Wie sich Petra P. 31 Jahre lang totstellen konnte

Mit diesem Bild suchte die Polizei in Braunschweig 1984 nach Petra P. Mit diesem Bild suchte die Polizei in Braunschweig 1984 nach Petra P.
Mit diesem Bild suchte die Polizei in Braunschweig 1984 nach Petra P.
Quelle: Securitel/ZDF/Screenshot Youtube
Einen so mysteriösen Fall gab es bei der Braunschweiger Polizei noch nie. Vor 31 Jahren verschwand eine 24-jährige Studentin, alles deutete auf Mord hin. Nun ist sie wieder aufgetaucht - lebendig.

31 Jahre lang glaubten Familie und Freunde, Petra P. aus Braunschweig sei ermordet worden. Die damals 24-jährige Studentin verschwand am 26. Juli 1984 spurlos. Nun ist sie wieder aufgetaucht, quicklebendig in Düsseldorf. Die mittlerweile 55-Jährige lebte die letzten Jahre in einer kleinen Wohnung in der Innenstadt und hatte sich einen anderen Namen zugelegt.

„Wir sind natürlich sehr froh, dass Frau P. am Leben ist“, sagt Joachim Grande, Sprecher der Polizei in Braunschweig. Doch der Fall bleibt mysteriös.

Was geschah am 26. Juli 1984? Die Sendung „Aktenzeichen XY...ungelöst“ berichtete damals detailliert über den Fall.

Rückblende: Petra P., Studentin der Informatik in Wolfsburg, ist fast fertig mit ihrer Diplomarbeit. Rund 100 Seiten hat sie mit der Hand schon beschrieben. Zu Ende bringen möchte sie die Arbeit in ihrem Elternhaus in Braunschweig. Dort hat sie ihre Ruhe, die Eltern wollen für zwei Wochen in den Urlaub fahren. Und so kann sie sich auch um den jüngeren Bruder kümmern.

Den Tag ihres Verschwindens hat die Polizei zunächst recht genau rekonstruiert. Petra P. bittet einen Kommilitonen aus dem Studentenwohnheim, in den kommenden zwei Wochen ihre Blumen zu gießen. Dann fährt sie in die Stadt, um ein Geburtstagsgeschenk für den kleinen Bruder zu besorgen. Auch einen Zahnarzttermin nimmt sie noch wahr. Was dann geschieht, ist unklar. Ist sie in den Bus nach Braunschweig gestiegen? Oder woanders hin? Zeugen gibt es keine. Sicher ist nur: In Braunschweig kommt Petra P. nie an. Der jüngere Bruder erstattet am nächsten Tag eine Vermisstenanzeige.

───

**Schreibaufgabe a:**
Schreib aus den Einträgen den Abschnitt von der Zeile mit „In the picture above, where can the screen“ bis zum Ende der Einträge Wort für Wort ab, diese erste Zeile eingeschlossen.
Die Einträge unten haben mit dem Textauszug nichts zu tun.

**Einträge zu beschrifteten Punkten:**
───

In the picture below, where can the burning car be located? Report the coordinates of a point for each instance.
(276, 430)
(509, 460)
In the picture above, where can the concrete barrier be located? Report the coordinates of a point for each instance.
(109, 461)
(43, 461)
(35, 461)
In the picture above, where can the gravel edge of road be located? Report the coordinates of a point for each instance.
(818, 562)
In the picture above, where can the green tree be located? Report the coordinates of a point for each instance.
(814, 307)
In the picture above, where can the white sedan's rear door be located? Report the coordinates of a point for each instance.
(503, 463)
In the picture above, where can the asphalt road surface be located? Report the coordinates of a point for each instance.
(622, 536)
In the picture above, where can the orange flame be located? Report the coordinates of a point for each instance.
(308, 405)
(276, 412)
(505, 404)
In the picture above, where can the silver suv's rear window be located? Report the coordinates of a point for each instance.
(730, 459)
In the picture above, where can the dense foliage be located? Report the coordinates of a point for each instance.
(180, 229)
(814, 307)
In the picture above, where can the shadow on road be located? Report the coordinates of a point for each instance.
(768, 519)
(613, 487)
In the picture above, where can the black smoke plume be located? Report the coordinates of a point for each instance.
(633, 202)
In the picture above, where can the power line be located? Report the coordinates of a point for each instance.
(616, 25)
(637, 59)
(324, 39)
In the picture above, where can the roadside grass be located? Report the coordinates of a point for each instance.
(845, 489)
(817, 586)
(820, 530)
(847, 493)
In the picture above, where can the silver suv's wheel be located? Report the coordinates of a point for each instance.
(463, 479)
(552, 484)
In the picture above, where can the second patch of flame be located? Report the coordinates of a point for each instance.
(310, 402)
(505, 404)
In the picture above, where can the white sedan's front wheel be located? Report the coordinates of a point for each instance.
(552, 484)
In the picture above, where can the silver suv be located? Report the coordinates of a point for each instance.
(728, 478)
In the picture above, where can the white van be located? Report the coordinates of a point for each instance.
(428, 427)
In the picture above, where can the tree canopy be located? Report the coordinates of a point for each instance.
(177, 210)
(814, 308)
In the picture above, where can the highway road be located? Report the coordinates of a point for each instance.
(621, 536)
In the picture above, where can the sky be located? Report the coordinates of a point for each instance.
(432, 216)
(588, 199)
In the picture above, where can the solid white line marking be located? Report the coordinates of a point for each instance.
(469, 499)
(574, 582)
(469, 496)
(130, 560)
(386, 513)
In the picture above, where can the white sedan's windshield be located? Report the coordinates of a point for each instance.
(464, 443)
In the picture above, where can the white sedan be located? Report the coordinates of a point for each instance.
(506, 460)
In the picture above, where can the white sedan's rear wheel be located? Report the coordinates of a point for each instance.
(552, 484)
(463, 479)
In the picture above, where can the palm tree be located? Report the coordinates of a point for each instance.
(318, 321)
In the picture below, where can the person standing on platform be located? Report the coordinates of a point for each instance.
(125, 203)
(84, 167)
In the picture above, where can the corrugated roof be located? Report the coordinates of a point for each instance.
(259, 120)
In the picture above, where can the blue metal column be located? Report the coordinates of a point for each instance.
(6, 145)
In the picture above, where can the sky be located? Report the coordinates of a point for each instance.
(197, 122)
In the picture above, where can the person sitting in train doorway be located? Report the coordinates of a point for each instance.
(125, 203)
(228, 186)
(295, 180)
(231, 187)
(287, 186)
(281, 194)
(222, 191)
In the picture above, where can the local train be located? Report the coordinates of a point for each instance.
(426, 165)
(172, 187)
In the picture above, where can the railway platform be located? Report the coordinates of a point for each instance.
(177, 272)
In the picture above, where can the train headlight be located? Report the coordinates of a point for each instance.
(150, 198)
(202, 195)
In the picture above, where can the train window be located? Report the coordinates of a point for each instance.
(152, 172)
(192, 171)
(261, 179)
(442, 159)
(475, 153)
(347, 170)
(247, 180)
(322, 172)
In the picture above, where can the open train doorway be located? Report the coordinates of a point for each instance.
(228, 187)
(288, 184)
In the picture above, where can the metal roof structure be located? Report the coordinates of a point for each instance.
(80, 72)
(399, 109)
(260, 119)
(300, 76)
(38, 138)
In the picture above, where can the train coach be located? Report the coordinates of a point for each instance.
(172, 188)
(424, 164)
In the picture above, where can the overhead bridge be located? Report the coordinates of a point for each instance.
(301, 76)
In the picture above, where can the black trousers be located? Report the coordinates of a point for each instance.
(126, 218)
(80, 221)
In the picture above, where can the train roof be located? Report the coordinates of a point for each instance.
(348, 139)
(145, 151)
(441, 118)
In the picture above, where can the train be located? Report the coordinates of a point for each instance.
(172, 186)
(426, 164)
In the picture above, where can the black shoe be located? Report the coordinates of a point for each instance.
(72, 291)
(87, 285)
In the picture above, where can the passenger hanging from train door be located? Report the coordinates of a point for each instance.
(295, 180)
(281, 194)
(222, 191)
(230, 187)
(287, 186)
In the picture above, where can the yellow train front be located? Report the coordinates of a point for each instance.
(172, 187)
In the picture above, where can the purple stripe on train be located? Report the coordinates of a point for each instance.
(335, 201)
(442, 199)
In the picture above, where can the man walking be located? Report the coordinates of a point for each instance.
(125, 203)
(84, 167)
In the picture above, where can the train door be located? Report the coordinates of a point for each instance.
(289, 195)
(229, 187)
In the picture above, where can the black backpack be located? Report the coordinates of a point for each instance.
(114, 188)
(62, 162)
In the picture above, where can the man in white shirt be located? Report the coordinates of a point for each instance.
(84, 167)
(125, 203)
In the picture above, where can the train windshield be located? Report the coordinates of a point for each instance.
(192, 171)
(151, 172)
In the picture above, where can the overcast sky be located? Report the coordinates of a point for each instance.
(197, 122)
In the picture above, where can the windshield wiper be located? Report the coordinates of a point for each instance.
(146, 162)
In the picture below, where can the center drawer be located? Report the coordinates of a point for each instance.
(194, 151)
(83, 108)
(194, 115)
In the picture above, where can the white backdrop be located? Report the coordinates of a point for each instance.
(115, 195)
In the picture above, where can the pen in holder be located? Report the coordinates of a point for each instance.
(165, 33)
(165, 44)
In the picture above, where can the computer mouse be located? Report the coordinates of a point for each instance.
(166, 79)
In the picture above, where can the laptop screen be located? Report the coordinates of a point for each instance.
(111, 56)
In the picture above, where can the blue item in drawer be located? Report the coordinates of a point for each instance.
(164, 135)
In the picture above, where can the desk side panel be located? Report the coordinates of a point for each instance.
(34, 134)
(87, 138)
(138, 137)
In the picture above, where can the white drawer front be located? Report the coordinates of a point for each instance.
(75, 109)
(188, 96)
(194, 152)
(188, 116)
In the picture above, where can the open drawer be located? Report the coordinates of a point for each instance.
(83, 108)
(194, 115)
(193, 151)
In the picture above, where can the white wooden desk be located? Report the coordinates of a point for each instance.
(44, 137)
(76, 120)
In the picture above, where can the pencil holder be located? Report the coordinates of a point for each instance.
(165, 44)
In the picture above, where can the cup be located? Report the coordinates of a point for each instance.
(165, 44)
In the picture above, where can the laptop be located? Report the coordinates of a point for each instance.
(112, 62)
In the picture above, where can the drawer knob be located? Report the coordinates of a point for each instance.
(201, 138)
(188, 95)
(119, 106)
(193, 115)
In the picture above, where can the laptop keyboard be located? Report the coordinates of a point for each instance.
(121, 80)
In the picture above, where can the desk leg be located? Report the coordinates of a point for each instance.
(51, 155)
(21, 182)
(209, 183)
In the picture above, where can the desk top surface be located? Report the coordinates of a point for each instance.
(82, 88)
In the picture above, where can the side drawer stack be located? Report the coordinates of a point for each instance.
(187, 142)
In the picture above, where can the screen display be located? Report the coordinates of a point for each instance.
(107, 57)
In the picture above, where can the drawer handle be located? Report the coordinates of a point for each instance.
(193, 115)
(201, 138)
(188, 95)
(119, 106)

───

**Schreibaufgabe b:**
Gib aus dem Textauszug die Stelle von „Quelle: Securitel/ZDF/Screenshot Youtube“ bis einschließlich „anderen Namen zugelegt.“ wortgetreu wieder.

**Antwort a:**
In the picture above, where can the screen display be located? Report the coordinates of a point for each instance.
(107, 57)
In the picture above, where can the drawer handle be located? Report the coordinates of a point for each instance.
(193, 115)
(201, 138)
(188, 95)
(119, 106)

**Antwort b:**
Quelle: Securitel/ZDF/Screenshot Youtube
Einen so mysteriösen Fall gab es bei der Braunschweiger Polizei noch nie. Vor 31 Jahren verschwand eine 24-jährige Studentin, alles deutete auf Mord hin. Nun ist sie wieder aufgetaucht - lebendig.

31 Jahre lang glaubten Familie und Freunde, Petra P. aus Braunschweig sei ermordet worden. Die damals 24-jährige Studentin verschwand am 26. Juli 1984 spurlos. Nun ist sie wieder aufgetaucht, quicklebendig in Düsseldorf. Die mittlerweile 55-Jährige lebte die letzten Jahre in einer kleinen Wohnung in der Innenstadt und hatte sich einen anderen Namen zugelegt.